[Given passage]
+-------+

In our view this submission is not well-founded. In O'Neill, which was concerned with a discretionary life sentence, it was pointed out that the original provision contained in section 2 had arisen from the decision of the European Court of Human Rights in Thynne, Wilson and Gemmill v. United Kingdom (1990) 13 E.H.R.R. 666, in which it was held that a discretionary life sentence was composed of a punitive component and a security component. In regard to the latter, the Secretary of State had the responsibility for determining when the public interest permitted the release of the prisoner. It is plain in our view that the European Court had in mind that the punitive component included both retribution and deterrence, and that the same applies to the determination of the "designated part" for the purpose of section 2(2) of the 1993 Act. We do not consider there is anything in the decision in O'Neill which shows that the court took a different view. We note that at page 308 the court stated:
"It follows that the designated part should be concerned with matters of punishment, rather than with the protection of the public. It is for this reason that the court is directed to take into account the factors set out in subsection (2)(a) and (b). Of course, the court may be entitled to have regard to factors other than those specified in fixing the period, but the resulting period must be one which is concerned with punishment rather than with the protection of the public".
It was also submitted on behalf of the appellants that each of them should have been given the opportunity to make representations before a decision was taken as to the designated part of their sentence. Since that sentence had been fixed by law there had been no scope for any plea in mitigation at the time. The appellants had not been advised that their sentences were under consideration for the purposes of section 16(2) of the 1997 Act. They were not notified of the periods which the Lord Justice General had selected, but instead had learnt about what had happened in a variety of ways.

+-------+

Collection entries
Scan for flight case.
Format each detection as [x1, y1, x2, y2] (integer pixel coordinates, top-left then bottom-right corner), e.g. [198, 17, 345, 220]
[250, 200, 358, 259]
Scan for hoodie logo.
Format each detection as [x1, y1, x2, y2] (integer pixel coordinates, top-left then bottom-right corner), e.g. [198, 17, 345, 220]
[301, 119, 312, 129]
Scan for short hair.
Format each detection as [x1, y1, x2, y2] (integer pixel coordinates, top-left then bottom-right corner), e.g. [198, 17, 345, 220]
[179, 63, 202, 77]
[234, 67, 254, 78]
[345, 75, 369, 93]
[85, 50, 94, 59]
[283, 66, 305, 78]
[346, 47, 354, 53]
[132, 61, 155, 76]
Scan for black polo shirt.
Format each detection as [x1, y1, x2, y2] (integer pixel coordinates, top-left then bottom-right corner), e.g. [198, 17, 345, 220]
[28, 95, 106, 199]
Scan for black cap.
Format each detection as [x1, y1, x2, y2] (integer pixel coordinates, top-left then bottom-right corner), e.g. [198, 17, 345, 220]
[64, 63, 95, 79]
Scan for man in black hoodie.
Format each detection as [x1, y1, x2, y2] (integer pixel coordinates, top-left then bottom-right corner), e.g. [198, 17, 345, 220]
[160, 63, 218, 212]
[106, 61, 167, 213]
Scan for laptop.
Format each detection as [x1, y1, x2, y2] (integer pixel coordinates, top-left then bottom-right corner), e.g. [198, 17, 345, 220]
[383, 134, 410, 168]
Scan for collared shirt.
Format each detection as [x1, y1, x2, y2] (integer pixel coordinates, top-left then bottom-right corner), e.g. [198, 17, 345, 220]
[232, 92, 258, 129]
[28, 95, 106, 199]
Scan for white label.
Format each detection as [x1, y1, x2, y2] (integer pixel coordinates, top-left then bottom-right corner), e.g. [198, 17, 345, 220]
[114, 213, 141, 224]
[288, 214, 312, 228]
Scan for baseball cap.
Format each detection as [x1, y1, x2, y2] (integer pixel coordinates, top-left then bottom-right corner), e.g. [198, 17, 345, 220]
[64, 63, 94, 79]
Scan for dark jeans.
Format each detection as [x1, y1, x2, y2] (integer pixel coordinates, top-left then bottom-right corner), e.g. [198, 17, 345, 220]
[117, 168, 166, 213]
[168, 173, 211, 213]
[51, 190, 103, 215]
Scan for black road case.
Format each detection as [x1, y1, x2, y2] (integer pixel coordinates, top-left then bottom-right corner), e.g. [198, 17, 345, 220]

+-------+

[Task] According to the court judgment, why is the court directed to take into account the factors set out in subsection (2)(a) and (b)? Answer in one to three sentences.

[Problem solution] The court is directed to take those factors into account because the designated part should be concerned with matters of punishment rather than with the protection of the public.